**Instructions for the task:** Give back, word for word, the lines of the records from the very start through the line containing "negative clicks: (24, 336)", including both ends.

Dataset items:
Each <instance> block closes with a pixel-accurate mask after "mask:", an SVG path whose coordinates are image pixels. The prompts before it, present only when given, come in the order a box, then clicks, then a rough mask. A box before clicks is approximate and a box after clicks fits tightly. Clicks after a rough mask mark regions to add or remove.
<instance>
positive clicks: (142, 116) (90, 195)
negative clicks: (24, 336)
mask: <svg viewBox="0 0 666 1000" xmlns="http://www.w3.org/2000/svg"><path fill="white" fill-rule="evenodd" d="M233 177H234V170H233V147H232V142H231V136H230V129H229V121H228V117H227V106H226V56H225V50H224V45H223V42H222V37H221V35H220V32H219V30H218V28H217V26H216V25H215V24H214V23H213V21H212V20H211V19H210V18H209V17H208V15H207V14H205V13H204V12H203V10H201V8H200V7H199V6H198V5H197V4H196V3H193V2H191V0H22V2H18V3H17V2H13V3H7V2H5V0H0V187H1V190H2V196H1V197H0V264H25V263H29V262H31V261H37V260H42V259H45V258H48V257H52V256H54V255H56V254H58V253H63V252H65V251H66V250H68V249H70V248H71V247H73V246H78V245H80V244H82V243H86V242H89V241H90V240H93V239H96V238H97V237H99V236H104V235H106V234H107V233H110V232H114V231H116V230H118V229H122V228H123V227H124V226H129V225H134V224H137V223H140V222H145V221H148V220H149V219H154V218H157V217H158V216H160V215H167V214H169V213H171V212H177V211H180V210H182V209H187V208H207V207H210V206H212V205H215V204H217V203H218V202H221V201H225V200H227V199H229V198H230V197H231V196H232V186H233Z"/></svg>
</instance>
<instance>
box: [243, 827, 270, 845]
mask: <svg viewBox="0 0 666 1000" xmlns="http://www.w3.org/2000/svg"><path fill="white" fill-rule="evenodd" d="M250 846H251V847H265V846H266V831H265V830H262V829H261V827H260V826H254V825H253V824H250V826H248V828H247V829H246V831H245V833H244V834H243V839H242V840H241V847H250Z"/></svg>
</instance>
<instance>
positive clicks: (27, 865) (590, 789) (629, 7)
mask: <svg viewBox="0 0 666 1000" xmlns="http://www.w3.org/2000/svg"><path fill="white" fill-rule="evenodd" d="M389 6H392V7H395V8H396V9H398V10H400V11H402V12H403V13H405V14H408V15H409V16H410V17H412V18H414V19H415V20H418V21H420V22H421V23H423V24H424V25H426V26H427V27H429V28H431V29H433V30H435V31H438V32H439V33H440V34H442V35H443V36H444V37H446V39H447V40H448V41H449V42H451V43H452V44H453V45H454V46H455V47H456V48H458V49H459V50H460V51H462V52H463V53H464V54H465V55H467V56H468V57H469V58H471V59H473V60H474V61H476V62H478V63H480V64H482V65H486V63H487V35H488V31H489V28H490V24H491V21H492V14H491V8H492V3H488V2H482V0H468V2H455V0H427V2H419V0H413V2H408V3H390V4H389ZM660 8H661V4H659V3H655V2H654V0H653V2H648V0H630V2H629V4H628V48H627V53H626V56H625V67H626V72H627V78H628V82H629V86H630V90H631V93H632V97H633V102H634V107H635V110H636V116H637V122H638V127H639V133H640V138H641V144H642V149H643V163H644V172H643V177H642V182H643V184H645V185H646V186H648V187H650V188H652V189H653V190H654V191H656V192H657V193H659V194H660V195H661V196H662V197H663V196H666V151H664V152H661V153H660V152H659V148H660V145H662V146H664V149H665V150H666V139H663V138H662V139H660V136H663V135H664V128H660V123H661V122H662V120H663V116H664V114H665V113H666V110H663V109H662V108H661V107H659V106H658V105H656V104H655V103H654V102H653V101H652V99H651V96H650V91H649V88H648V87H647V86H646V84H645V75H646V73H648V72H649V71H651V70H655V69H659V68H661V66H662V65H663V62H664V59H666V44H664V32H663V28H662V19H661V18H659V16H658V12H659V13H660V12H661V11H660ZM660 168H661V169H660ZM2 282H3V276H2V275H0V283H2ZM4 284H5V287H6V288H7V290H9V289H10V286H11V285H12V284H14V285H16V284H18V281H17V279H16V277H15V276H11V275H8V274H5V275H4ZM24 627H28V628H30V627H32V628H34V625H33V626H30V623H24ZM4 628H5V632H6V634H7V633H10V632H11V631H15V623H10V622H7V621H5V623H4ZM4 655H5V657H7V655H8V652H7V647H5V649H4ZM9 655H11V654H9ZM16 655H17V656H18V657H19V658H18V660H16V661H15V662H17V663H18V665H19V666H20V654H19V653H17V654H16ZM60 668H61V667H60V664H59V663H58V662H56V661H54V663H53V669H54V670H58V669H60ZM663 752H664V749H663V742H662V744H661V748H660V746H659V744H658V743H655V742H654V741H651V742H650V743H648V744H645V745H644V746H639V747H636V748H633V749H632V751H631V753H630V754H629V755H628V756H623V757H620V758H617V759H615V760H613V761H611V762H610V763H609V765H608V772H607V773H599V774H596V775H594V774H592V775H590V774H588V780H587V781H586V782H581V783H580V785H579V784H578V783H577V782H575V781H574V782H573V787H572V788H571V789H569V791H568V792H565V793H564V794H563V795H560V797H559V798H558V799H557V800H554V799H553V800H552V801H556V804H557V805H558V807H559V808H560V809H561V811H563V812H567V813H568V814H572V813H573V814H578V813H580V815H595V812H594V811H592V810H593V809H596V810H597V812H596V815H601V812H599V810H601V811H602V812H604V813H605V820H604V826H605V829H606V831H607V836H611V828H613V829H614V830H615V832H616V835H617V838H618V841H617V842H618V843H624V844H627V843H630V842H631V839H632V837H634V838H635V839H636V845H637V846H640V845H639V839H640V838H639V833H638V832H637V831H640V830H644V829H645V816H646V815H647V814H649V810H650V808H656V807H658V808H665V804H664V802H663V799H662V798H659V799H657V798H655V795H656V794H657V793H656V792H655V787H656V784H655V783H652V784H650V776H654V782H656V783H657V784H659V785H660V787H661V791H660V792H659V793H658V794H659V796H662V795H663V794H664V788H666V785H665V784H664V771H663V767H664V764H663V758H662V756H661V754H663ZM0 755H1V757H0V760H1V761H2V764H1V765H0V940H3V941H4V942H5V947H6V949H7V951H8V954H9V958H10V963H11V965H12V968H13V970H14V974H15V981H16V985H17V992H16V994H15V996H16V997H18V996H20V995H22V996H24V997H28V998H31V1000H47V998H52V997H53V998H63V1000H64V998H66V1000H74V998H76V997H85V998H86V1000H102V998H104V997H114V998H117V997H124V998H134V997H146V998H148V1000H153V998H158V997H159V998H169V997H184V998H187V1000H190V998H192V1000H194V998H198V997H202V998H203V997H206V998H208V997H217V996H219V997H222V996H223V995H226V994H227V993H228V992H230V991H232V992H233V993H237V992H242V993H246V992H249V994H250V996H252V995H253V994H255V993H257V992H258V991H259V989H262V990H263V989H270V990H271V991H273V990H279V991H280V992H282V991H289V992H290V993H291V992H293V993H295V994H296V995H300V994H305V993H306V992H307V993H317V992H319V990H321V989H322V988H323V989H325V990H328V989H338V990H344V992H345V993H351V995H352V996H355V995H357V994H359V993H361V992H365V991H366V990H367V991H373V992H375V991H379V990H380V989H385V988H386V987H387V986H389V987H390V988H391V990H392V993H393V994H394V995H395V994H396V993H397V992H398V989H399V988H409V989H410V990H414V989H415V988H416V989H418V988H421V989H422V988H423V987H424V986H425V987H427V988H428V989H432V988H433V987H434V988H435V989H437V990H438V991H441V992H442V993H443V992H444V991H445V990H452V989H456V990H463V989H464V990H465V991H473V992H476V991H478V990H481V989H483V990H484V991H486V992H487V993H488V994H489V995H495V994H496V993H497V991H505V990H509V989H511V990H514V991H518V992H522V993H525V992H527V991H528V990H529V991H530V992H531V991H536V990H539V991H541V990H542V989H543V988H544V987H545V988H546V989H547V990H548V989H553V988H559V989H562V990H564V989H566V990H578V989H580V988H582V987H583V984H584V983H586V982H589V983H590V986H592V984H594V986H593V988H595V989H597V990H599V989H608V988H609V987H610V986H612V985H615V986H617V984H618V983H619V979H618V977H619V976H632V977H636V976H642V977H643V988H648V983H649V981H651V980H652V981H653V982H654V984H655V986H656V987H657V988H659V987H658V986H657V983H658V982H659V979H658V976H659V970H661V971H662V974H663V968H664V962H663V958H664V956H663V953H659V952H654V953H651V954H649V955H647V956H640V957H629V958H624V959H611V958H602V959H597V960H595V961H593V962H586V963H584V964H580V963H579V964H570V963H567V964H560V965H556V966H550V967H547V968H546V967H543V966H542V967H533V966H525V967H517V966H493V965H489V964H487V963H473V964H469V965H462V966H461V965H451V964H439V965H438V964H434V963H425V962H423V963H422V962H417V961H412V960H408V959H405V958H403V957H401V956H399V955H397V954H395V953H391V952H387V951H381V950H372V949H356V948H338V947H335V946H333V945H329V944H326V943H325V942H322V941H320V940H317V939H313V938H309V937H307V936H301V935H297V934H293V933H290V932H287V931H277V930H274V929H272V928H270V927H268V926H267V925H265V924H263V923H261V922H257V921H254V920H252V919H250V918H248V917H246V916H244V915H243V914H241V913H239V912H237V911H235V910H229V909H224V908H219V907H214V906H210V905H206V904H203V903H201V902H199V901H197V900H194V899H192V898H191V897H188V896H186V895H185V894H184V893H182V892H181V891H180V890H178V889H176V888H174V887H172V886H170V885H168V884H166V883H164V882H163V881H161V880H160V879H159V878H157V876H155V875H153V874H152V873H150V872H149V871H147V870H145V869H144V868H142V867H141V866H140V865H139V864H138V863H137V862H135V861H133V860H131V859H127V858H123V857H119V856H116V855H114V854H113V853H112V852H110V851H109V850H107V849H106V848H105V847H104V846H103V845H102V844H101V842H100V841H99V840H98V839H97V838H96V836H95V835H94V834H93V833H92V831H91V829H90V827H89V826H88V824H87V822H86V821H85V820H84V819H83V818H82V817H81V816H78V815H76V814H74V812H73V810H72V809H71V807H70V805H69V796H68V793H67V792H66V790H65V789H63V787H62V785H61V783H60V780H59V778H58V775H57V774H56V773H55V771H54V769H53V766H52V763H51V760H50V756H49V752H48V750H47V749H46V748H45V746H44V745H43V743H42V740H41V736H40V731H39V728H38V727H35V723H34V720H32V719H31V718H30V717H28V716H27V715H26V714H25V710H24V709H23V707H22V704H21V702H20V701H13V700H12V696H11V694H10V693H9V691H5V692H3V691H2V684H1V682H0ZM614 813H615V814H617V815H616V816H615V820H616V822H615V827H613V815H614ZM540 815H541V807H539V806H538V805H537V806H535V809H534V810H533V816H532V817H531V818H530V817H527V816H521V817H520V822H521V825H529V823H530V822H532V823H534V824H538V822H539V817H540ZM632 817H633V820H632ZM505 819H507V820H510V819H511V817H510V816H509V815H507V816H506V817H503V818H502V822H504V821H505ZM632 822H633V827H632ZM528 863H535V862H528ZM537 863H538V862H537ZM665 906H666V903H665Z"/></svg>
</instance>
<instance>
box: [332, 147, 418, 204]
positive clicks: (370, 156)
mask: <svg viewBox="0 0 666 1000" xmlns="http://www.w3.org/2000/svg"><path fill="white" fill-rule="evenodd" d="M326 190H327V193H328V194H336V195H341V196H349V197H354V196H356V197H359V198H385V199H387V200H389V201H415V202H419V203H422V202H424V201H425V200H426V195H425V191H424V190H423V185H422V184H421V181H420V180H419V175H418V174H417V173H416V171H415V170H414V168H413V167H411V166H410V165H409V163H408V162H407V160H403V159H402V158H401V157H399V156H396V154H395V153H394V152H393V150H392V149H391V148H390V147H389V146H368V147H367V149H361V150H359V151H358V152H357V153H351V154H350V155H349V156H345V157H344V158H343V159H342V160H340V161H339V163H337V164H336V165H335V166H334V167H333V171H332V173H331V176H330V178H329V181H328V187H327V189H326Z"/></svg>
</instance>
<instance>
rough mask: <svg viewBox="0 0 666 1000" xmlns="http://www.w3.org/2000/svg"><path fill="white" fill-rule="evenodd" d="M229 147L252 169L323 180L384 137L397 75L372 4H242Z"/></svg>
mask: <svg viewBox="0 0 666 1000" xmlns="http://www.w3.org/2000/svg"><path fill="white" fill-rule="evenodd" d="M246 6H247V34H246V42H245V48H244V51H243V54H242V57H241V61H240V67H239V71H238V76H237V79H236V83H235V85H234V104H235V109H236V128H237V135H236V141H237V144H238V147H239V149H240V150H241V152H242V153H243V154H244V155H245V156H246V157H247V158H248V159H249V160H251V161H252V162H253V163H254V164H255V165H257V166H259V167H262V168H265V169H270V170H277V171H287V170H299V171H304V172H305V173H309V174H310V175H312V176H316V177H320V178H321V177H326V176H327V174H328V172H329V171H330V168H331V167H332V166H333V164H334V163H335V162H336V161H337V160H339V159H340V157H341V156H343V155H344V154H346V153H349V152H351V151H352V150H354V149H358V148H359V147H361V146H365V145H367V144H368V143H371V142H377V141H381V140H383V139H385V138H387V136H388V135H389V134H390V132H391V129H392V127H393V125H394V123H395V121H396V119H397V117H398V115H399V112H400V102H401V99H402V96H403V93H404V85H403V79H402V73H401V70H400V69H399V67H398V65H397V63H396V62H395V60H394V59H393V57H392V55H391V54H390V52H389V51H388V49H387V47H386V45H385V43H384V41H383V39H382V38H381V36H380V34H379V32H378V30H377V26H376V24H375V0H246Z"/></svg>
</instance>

**Answer box:**
Each <instance> block closes with a pixel-accurate mask after "mask:", an SVG path whose coordinates are image pixels. The prompts before it, present only when given, come in the order a box, then clicks, then a rough mask. A box before clicks is approximate and a box after clicks fits tightly. Clicks after a rough mask mark regions to add or remove.
<instance>
positive clicks: (142, 116) (90, 195)
negative clicks: (24, 336)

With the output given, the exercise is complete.